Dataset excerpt
---

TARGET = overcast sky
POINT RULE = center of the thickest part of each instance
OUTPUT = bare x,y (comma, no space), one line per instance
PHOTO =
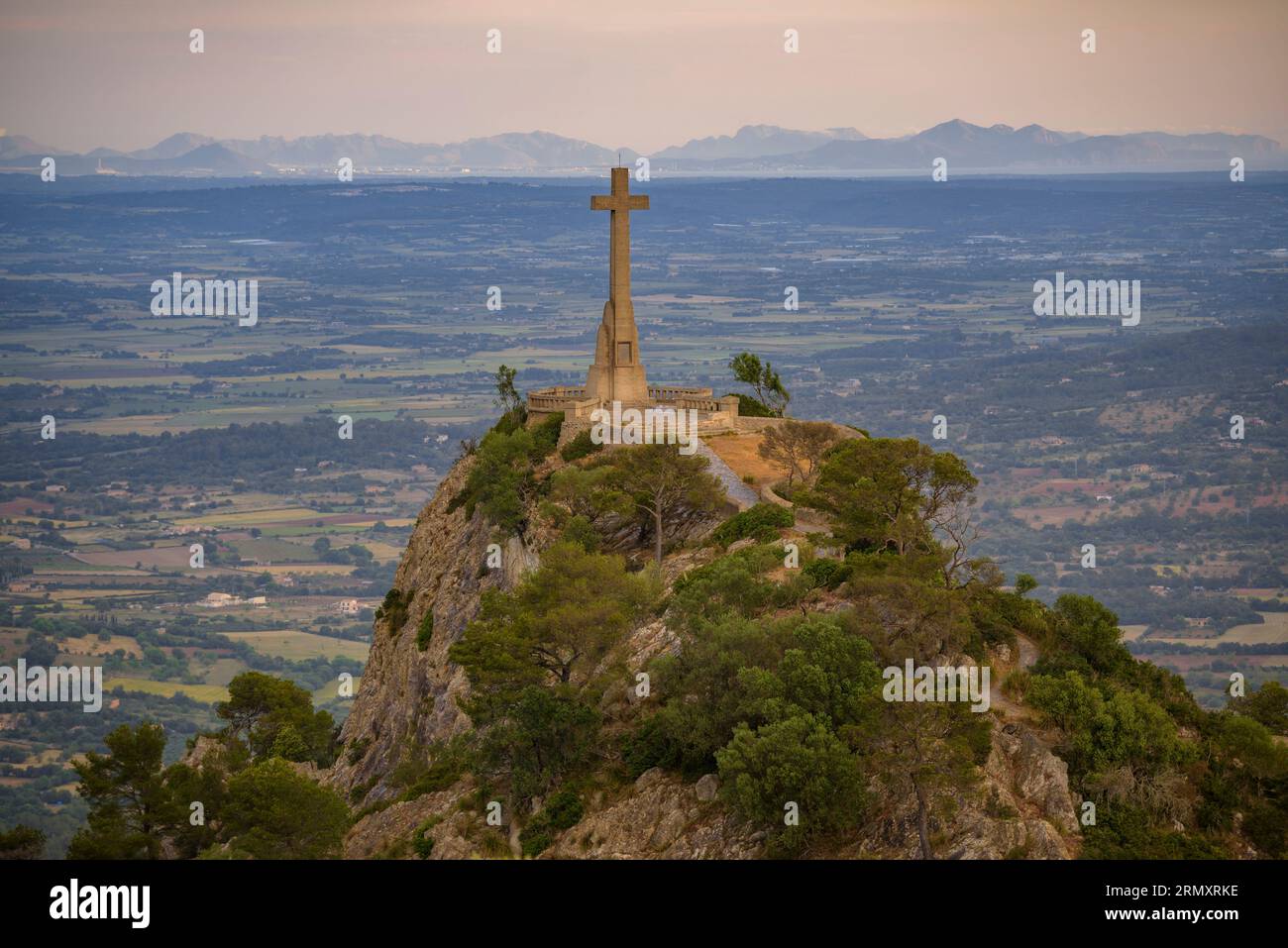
643,73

---

Job: Could you update the records above so that every "overcast sky" becomes "cloudy sky", keeping everything else unchanged and leaving out the pictures?

Output for this task:
TARGET = cloudy sky
POINT RULE = center of the thickest part of each instance
OUTPUT = bare x,y (comma, no space), one line per instance
PHOTO =
643,73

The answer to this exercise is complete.